Ärztliches Attest - Nachweispflicht besteht
Den Arbeitnehmer trifft bei Arbeitsunfähigkeit infolge von Krankheit eine Anzeigepflicht und eine Nachweispflicht, § 5 Abs. 1 Entgeltfortzahlungsgesetz (EFZG). Anzeige bedeutet, dass der Arbeitnehmer dem Arbeitgeber die Krankheit mündlich mitteilen muss. Nachweis bedeutet verkürzt gesagt, dass der Arbeitnehmer eine Arbeitsunfähigkeitsbescheinigung (AU-Attest) vorlegen muss. Verstößt der Arbeitnehmer gegen seine Anzeigepflicht und Nachweispflicht kann dies arbeitsrechtliche Sanktionen bis hin zur Kündigung zur Folge haben.
Die Anzeige und den Nachweis der Arbeitsunfähigkeit hat der Arbeitnehmer zu bestimmten Zeitpunkten vorzunehmen.
Anzeigepflicht:
Die Benachrichtigung des Arbeitgebers muss unverzüglich, d. h. ohne schuldhaftes Zögern erfolgen. Daher muss die Arbeitsunfähigkeit in der Regel am ersten Tag der Arbeitsverhinderung – nach Möglichkeit vor oder zu Beginn der betrieblichen Arbeitszeit – gemeldet werden.

### Bereitgestellte Auflistung
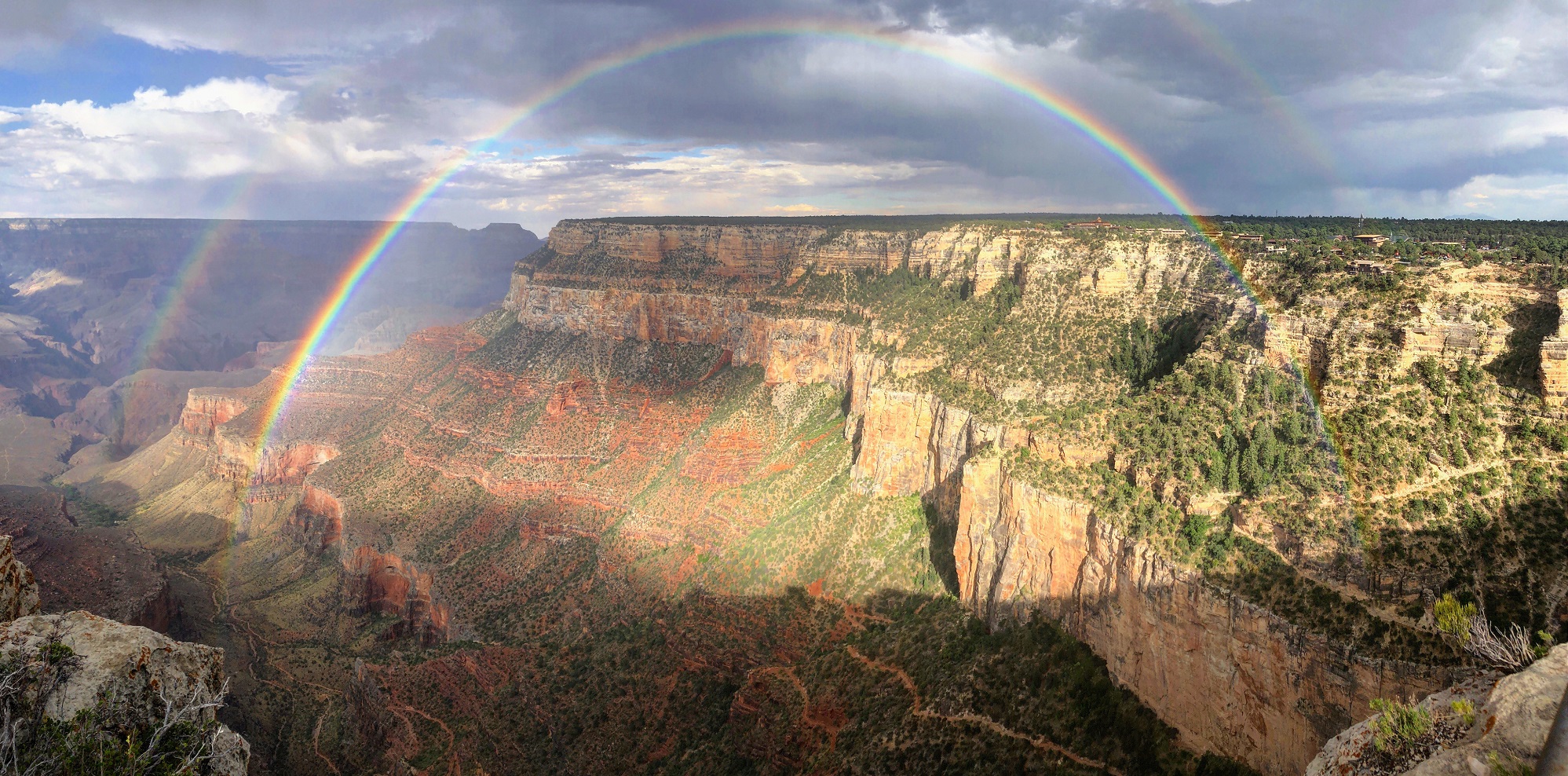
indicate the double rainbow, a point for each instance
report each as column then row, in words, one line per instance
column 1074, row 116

---

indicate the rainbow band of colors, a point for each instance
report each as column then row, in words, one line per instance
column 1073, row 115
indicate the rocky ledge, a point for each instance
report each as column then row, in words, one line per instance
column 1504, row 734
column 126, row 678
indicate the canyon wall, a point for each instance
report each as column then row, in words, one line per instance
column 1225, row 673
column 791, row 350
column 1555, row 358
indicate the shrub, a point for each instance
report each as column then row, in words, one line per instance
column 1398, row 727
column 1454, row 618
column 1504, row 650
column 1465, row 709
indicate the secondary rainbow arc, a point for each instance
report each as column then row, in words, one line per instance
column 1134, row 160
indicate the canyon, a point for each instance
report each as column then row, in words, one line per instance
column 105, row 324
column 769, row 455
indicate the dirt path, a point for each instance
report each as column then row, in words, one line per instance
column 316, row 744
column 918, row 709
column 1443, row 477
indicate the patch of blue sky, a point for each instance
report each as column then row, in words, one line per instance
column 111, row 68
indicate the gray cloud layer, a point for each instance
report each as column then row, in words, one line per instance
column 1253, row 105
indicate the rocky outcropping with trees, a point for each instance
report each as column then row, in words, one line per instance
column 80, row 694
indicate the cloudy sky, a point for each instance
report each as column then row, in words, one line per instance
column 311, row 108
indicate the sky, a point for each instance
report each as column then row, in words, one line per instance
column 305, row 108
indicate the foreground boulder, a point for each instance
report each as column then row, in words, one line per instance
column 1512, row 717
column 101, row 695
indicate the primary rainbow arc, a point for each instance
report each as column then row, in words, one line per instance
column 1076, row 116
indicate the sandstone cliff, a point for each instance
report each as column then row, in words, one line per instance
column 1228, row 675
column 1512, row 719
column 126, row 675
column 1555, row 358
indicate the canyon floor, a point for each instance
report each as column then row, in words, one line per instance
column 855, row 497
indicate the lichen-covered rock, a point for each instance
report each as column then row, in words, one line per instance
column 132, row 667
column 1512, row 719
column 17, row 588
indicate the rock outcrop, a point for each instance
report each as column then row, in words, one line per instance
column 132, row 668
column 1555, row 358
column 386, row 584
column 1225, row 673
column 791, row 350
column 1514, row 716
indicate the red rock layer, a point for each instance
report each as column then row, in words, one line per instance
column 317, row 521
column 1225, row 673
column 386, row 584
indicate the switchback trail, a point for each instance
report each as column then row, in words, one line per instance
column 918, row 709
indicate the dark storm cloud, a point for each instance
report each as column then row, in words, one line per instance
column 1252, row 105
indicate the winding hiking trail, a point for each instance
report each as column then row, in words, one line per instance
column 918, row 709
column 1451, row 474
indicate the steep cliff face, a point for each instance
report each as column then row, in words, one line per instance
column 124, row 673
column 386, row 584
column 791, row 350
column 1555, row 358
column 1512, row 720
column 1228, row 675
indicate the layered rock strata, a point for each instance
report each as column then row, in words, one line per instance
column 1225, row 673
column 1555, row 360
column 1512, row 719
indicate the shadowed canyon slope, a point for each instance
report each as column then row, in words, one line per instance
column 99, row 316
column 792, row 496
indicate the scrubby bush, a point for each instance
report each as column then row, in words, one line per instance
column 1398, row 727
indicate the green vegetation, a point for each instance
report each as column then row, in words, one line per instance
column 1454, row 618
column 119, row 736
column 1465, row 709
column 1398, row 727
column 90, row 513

### Aufgabe A
Nenne alle Abkürzungen, die im Textauszug zur Krankmeldung am Arbeitsplatz vorkommen.
### Aufgabe B
Schreibe den Textauszug zur Krankmeldung am Arbeitsplatz im selben Stil weiter.

### Lösung A
- Abs.
- EFZG
- AU (in „AU-Attest“)
- d. h.

### Lösung B
Nachweispflicht:
Der Arbeitnehmer muss von sich aus eine AU-Attest vorlegen, wenn die Arbeitsunfähigkeit länger als drei Kalendertage dauert. Bei einer Arbeitsunfähigkeit von längstens drei Kalendertagen besteht regelmäßig keine Nachweispflicht (zur Ausnahme s. unten unter „Vorzeitige Anforderung“). Der Arbeitnehmer muss jedoch die Anzeigepflicht erfüllen. Das AU-Attest ist nach einer dreitägigen Arbeitsunfähigkeit spätestens am darauf folgenden Tag – also am vierten Kalendertag der Arbeitsunfähigkeit – vorzulegen. Der erste Tag der Erkrankung wird bei der Berechnung der Frist mitgezählt. Dies gilt auch, wenn es sich hierbei um einen Samstag, Sonntag oder gesetzlichen Feiertag handelt, da das Gesetz insoweit auf Kalendertage abstellt.
Beispiel:
Eintritt der Arbeitsunfähigkeit am Montag für die ganze Woche. Das AU-Attest muss dem Arbeitgeber spätestens am Donnerstag vorliegen.
Ein ärztliches Attest schon vom ersten Tag der Erkrankung
Der Arbeitgeber kann indes von dem Arbeitnehmer verlangen, dass dieser ab dem ersten Tag der Erkrankung eine AU-Attest eines Arzt vorlegt. Dies folgt aus § 5 Abs. 1 S. 3 EFZG. Er muss dieses Verlangen nicht begründen und es muss auch kein Sachverhalt gegeben sein, der Anhaltspunkte für ein rechtsmissbräuchliches Verhalten des Arbeitnehmers bietet.
So urteilte auch das Bundesarbeitsgericht in dem vorliegenden Fall und erachtete die Anweisung der Arbeitgeberin für rechtmäßig. Aus dem eindeutigen Wortlaut des § 5 Abs. 1 S. 3 EFZG folge, dass Arbeitgeber die Vorlage eines ärztlichen Attestes ab dem ersten Tag der Erkrankung verlangen können.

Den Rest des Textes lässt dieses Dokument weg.